---------- DATASET RECORDS
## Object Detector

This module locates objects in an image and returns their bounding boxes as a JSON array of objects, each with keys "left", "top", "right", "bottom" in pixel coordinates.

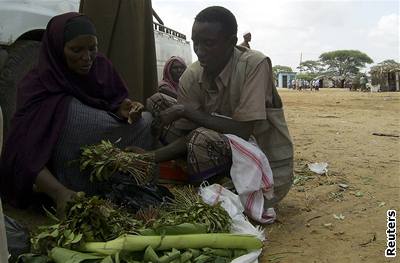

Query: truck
[{"left": 0, "top": 0, "right": 192, "bottom": 144}]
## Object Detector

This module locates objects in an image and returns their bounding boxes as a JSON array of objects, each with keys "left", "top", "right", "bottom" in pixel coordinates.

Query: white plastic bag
[
  {"left": 307, "top": 163, "right": 328, "bottom": 175},
  {"left": 199, "top": 184, "right": 265, "bottom": 263}
]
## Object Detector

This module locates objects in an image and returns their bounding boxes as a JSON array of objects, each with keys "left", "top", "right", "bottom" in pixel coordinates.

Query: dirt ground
[
  {"left": 5, "top": 89, "right": 400, "bottom": 263},
  {"left": 260, "top": 89, "right": 400, "bottom": 263}
]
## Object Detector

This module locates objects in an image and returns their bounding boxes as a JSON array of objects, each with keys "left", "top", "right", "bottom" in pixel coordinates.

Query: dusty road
[{"left": 260, "top": 89, "right": 400, "bottom": 263}]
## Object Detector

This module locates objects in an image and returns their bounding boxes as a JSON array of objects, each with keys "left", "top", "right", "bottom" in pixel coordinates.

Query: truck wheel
[{"left": 0, "top": 40, "right": 40, "bottom": 144}]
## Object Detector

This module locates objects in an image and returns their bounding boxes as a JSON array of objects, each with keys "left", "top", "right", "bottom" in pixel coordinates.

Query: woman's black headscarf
[{"left": 0, "top": 13, "right": 128, "bottom": 207}]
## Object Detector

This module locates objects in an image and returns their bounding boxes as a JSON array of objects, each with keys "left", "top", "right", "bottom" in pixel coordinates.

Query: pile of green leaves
[
  {"left": 80, "top": 140, "right": 156, "bottom": 184},
  {"left": 153, "top": 186, "right": 232, "bottom": 233},
  {"left": 31, "top": 195, "right": 142, "bottom": 254}
]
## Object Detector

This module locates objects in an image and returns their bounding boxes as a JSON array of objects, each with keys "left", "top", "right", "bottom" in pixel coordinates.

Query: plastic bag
[
  {"left": 4, "top": 215, "right": 31, "bottom": 262},
  {"left": 307, "top": 163, "right": 328, "bottom": 174},
  {"left": 199, "top": 184, "right": 265, "bottom": 263}
]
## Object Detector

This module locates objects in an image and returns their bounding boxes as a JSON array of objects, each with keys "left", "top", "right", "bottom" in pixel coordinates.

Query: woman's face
[
  {"left": 170, "top": 60, "right": 186, "bottom": 82},
  {"left": 64, "top": 35, "right": 97, "bottom": 75}
]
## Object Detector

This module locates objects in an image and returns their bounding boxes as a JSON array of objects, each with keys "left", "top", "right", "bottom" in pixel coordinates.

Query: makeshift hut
[
  {"left": 370, "top": 60, "right": 400, "bottom": 91},
  {"left": 276, "top": 72, "right": 296, "bottom": 88}
]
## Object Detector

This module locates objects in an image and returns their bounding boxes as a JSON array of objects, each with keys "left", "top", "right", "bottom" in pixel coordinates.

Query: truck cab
[{"left": 0, "top": 0, "right": 192, "bottom": 144}]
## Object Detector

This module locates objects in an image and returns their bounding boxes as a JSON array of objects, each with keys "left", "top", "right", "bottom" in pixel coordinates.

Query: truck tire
[{"left": 0, "top": 40, "right": 40, "bottom": 144}]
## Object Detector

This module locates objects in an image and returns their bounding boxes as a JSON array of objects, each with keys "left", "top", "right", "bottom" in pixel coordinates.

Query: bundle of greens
[
  {"left": 152, "top": 186, "right": 232, "bottom": 233},
  {"left": 31, "top": 194, "right": 142, "bottom": 254},
  {"left": 80, "top": 140, "right": 156, "bottom": 184}
]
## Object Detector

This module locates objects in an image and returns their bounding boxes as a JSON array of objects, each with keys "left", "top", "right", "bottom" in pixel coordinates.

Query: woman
[
  {"left": 0, "top": 13, "right": 152, "bottom": 213},
  {"left": 158, "top": 56, "right": 186, "bottom": 99}
]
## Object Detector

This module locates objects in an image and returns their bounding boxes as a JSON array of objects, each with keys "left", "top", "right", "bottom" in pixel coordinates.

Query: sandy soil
[
  {"left": 260, "top": 89, "right": 400, "bottom": 263},
  {"left": 6, "top": 89, "right": 400, "bottom": 263}
]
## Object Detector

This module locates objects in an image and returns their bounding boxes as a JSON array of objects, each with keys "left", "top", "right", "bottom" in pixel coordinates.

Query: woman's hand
[
  {"left": 128, "top": 101, "right": 144, "bottom": 124},
  {"left": 160, "top": 104, "right": 185, "bottom": 125},
  {"left": 117, "top": 98, "right": 144, "bottom": 124}
]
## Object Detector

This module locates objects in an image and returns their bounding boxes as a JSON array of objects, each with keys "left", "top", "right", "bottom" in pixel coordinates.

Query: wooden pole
[{"left": 0, "top": 199, "right": 9, "bottom": 262}]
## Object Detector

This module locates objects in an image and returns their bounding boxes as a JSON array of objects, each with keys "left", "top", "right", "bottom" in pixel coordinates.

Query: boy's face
[{"left": 192, "top": 22, "right": 237, "bottom": 75}]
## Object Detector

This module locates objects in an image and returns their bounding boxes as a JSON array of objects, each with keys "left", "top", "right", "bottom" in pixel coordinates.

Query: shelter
[
  {"left": 370, "top": 61, "right": 400, "bottom": 91},
  {"left": 276, "top": 72, "right": 296, "bottom": 88}
]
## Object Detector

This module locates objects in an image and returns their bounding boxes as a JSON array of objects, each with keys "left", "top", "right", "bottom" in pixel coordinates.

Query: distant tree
[
  {"left": 296, "top": 60, "right": 323, "bottom": 81},
  {"left": 371, "top": 59, "right": 400, "bottom": 72},
  {"left": 297, "top": 60, "right": 323, "bottom": 74},
  {"left": 272, "top": 65, "right": 293, "bottom": 75},
  {"left": 319, "top": 50, "right": 374, "bottom": 88},
  {"left": 296, "top": 72, "right": 316, "bottom": 81},
  {"left": 369, "top": 59, "right": 400, "bottom": 85}
]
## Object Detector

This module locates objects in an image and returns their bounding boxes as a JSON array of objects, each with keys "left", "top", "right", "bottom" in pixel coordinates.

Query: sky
[{"left": 152, "top": 0, "right": 400, "bottom": 70}]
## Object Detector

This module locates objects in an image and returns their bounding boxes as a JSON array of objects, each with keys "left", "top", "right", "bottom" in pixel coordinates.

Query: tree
[
  {"left": 319, "top": 50, "right": 374, "bottom": 88},
  {"left": 369, "top": 59, "right": 400, "bottom": 85},
  {"left": 272, "top": 65, "right": 293, "bottom": 75}
]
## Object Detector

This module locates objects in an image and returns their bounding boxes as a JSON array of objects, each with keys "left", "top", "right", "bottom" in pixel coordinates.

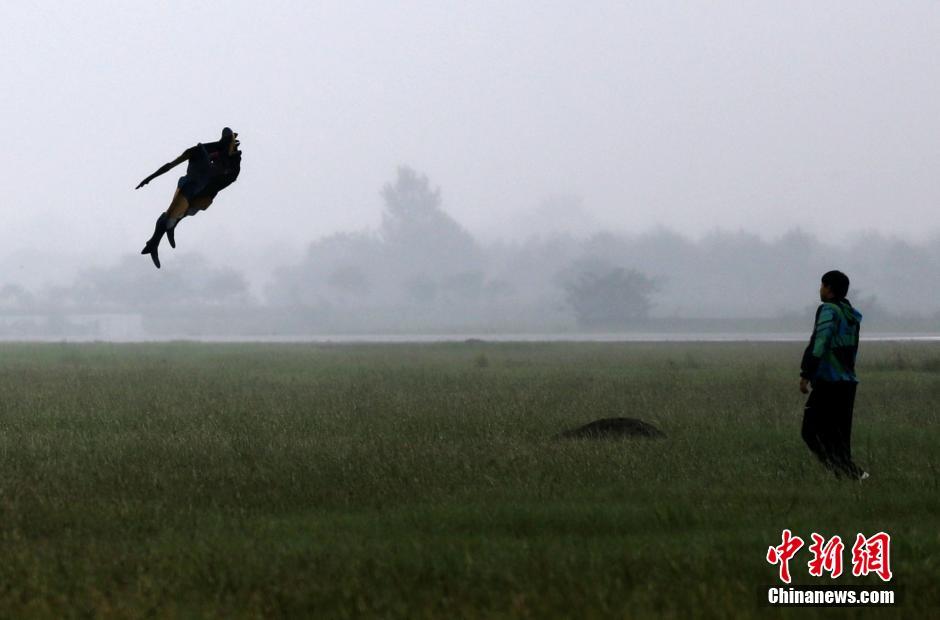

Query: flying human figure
[{"left": 134, "top": 127, "right": 242, "bottom": 269}]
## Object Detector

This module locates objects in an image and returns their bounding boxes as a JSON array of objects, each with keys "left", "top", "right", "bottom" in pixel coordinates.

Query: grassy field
[{"left": 0, "top": 343, "right": 940, "bottom": 618}]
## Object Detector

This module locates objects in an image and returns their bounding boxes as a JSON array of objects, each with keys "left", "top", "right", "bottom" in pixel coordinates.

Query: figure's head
[
  {"left": 219, "top": 127, "right": 240, "bottom": 155},
  {"left": 819, "top": 270, "right": 849, "bottom": 301}
]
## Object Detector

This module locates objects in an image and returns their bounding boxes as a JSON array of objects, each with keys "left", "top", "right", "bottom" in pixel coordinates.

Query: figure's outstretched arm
[{"left": 134, "top": 149, "right": 189, "bottom": 189}]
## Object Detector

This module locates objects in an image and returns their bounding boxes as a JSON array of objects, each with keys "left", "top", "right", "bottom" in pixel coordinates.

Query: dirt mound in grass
[{"left": 558, "top": 418, "right": 666, "bottom": 439}]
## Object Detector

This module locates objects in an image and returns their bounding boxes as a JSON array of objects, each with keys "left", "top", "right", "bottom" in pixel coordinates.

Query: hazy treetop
[{"left": 0, "top": 0, "right": 940, "bottom": 288}]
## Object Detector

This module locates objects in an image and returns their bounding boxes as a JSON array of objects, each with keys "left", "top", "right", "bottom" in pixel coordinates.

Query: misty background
[{"left": 0, "top": 0, "right": 940, "bottom": 339}]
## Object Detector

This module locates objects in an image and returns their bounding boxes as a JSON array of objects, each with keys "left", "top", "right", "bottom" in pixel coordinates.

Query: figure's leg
[
  {"left": 800, "top": 386, "right": 828, "bottom": 464},
  {"left": 166, "top": 190, "right": 189, "bottom": 248},
  {"left": 189, "top": 196, "right": 215, "bottom": 213},
  {"left": 832, "top": 382, "right": 862, "bottom": 479},
  {"left": 140, "top": 189, "right": 189, "bottom": 269}
]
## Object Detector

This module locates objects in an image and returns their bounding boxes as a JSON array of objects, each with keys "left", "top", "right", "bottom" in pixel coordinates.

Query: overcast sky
[{"left": 0, "top": 0, "right": 940, "bottom": 282}]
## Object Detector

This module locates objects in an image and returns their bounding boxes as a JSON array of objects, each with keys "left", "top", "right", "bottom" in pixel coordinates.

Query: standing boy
[{"left": 800, "top": 271, "right": 868, "bottom": 480}]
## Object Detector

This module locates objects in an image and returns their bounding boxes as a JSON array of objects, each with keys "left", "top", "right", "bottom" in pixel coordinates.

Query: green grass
[{"left": 0, "top": 343, "right": 940, "bottom": 618}]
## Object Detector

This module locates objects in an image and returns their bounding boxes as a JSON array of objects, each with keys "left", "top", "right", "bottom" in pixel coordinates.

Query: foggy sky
[{"left": 0, "top": 0, "right": 940, "bottom": 280}]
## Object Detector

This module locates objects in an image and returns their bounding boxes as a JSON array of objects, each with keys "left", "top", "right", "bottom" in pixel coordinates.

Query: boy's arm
[
  {"left": 800, "top": 304, "right": 836, "bottom": 380},
  {"left": 134, "top": 149, "right": 192, "bottom": 189}
]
--------------------
§ AIM
Please pick out every line above that contains the string "woman" and copy each one. Treat case as significant.

§ EXPECTED OUTPUT
Query: woman's black headscarf
Query: woman's face
Query: woman
Query: woman's hand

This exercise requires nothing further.